### Document section
---

Lori Lapin Jones — a Long Island bankruptcy law attorney — was chosen by the U.S. Trustee’s office, an agency under the U.S. Department of Justice, to head the embattled Far Rockaway facility.

“The trustee who was selected was a very good choice. She’s an extraordinarily competent bankruptcy attorney who has tremendous experience serving as a trustee,” said Howard Fensterman, Peninsula’s former attorney, who represented the hospital before the court-mandated change. “I look forward to her getting the hospital back open and leading the hospital out of bankruptcy.”

Fensterman said hospital officials had consented to the court-ordered change, and he said he still expects Peninsula to exit bankruptcy in less than 60 days.

Jones currently serves as a Chapter 7 trustee on the panel of Trustees for the Eastern District of New York and as a court-appointed mediator in the Southern and Eastern Districts of New York.

She started her own Great Neck-based law firm — Lori Lapin Jones PLLC — in 2005, representing a wide variety of parties in out-of-court restructurings and in large and small Chapter 11 and Chapter 7 cases in courts around the country.

In 2009, she received the Long Island Business News’ award for being one of the top 50 most influential women in business.

These credentials, Fensterman said, will help her push the hospital toward recovery.

Two weeks ago, roughly 240 employees at Peninsula were temporarily laid off, officials said. The sudden terminations were instituted short-term, they said, in order to conserve cash while the hospital is “on diversion.”

---

### Extracted records
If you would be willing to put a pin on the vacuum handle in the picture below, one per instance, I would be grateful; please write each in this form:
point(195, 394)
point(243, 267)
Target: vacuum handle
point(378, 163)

---

### Directions
**A)** Translate this sentence from the article about the Peninsula hospital trustee into Spanish: "In 2009, she received the Long Island Business News’ award for being one of the top 50 most influential women in business."
**B)** Reproduce the part of the article about the Peninsula hospital trustee between "She started her" and "around the country.", inclusive.
The material isn't needed for anything here.

### Answer set
**A)** En 2009, recibió el premio de Long Island Business News por ser una de las 50 mujeres más influyentes en el mundo de los negocios.

**B)**
She started her own Great Neck-based law firm — Lori Lapin Jones PLLC — in 2005, representing a wide variety of parties in out-of-court restructurings and in large and small Chapter 11 and Chapter 7 cases in courts around the country.